The records below need to be copied in full. Match them exactly.

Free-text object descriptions
*-*-*
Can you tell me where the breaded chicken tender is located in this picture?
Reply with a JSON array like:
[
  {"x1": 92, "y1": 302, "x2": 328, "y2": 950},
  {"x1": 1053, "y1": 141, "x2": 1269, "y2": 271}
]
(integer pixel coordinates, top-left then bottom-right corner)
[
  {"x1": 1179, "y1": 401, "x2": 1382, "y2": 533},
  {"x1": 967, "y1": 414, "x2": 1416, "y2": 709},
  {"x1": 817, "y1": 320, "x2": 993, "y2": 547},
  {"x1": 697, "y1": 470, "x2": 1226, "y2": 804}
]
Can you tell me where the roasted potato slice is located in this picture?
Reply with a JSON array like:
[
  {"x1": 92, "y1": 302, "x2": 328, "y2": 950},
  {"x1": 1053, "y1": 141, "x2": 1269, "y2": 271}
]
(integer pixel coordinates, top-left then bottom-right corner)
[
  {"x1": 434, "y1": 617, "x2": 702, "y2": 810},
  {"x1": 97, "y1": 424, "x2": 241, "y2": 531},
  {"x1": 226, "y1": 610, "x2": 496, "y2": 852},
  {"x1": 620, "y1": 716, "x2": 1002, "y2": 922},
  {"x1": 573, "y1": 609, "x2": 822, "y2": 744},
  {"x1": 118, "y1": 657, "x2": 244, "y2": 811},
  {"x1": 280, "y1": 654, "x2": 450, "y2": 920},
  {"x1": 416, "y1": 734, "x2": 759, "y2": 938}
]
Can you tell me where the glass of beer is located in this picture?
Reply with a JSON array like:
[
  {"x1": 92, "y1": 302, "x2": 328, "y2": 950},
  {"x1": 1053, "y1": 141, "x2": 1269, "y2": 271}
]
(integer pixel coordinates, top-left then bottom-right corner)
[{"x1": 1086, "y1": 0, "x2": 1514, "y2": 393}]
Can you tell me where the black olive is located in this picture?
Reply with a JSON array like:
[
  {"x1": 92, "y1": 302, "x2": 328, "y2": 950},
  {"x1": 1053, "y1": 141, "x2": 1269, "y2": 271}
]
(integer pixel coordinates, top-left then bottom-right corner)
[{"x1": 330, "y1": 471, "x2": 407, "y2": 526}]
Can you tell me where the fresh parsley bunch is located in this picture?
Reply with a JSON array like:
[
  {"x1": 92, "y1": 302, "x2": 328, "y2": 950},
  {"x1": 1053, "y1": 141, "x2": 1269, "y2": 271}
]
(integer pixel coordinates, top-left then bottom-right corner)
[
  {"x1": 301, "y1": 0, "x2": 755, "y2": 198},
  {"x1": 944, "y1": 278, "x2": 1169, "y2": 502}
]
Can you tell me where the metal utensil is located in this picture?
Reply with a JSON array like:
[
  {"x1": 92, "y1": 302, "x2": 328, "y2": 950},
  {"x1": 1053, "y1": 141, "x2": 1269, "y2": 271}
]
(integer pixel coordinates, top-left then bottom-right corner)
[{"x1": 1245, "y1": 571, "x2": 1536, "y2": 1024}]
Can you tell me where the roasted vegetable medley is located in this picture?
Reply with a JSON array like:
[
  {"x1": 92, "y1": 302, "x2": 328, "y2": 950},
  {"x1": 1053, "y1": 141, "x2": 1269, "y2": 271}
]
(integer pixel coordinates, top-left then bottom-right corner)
*-*-*
Response to this exercise ->
Can you tell me where the breaded chicken tender is located in this picture?
Reply with a JSON array like:
[
  {"x1": 92, "y1": 302, "x2": 328, "y2": 950},
  {"x1": 1053, "y1": 141, "x2": 1269, "y2": 271}
]
(integer pixel coordinates, top-left then bottom-right corner)
[
  {"x1": 1179, "y1": 401, "x2": 1382, "y2": 533},
  {"x1": 967, "y1": 414, "x2": 1416, "y2": 709},
  {"x1": 817, "y1": 320, "x2": 993, "y2": 547},
  {"x1": 697, "y1": 470, "x2": 1226, "y2": 804}
]
Can you tell me where the roasted potato slice is located in this picture?
Reply with a JSON array like:
[
  {"x1": 92, "y1": 302, "x2": 328, "y2": 950},
  {"x1": 1053, "y1": 141, "x2": 1269, "y2": 271}
]
(integer pixel coordinates, top-left then bottom-right corner)
[
  {"x1": 434, "y1": 617, "x2": 702, "y2": 810},
  {"x1": 97, "y1": 424, "x2": 241, "y2": 531},
  {"x1": 226, "y1": 610, "x2": 496, "y2": 852},
  {"x1": 620, "y1": 716, "x2": 1002, "y2": 922},
  {"x1": 573, "y1": 609, "x2": 822, "y2": 744},
  {"x1": 118, "y1": 657, "x2": 244, "y2": 811},
  {"x1": 280, "y1": 654, "x2": 450, "y2": 920},
  {"x1": 416, "y1": 734, "x2": 759, "y2": 938}
]
Can you tell me where the glass of beer is located in this picture?
Reply with a JSON array like:
[
  {"x1": 92, "y1": 302, "x2": 328, "y2": 950},
  {"x1": 1053, "y1": 141, "x2": 1269, "y2": 271}
]
(integer pixel coordinates, top-left then bottom-right corner)
[{"x1": 1086, "y1": 0, "x2": 1514, "y2": 393}]
Can you tell me where the black olive is located in this picture?
Reply with a JSON array like:
[
  {"x1": 92, "y1": 302, "x2": 328, "y2": 950},
  {"x1": 1053, "y1": 141, "x2": 1269, "y2": 271}
]
(integer pixel coordinates, top-left then bottom-right corner)
[{"x1": 330, "y1": 471, "x2": 407, "y2": 526}]
Can you tell me where the fresh parsley bunch is located in this picture?
Reply with a JSON array like:
[
  {"x1": 92, "y1": 302, "x2": 328, "y2": 950},
  {"x1": 1053, "y1": 141, "x2": 1269, "y2": 271}
]
(integer pixel coordinates, top-left then bottom-right corner)
[
  {"x1": 301, "y1": 0, "x2": 755, "y2": 198},
  {"x1": 944, "y1": 278, "x2": 1169, "y2": 502}
]
Can you tell me where the metal utensil is located in this picture?
Reply with a JSON array like:
[
  {"x1": 92, "y1": 302, "x2": 328, "y2": 950},
  {"x1": 1053, "y1": 141, "x2": 1269, "y2": 271}
]
(integer pixel coordinates, top-left then bottom-right corner)
[{"x1": 1245, "y1": 571, "x2": 1536, "y2": 1024}]
Can you tell me where the roasted vegetable medley is located in this picture?
Reply with a JSON array like:
[
  {"x1": 92, "y1": 302, "x2": 328, "y2": 950},
  {"x1": 1053, "y1": 141, "x2": 1269, "y2": 271}
]
(integer pixel coordinates, top-left then bottom-right corner)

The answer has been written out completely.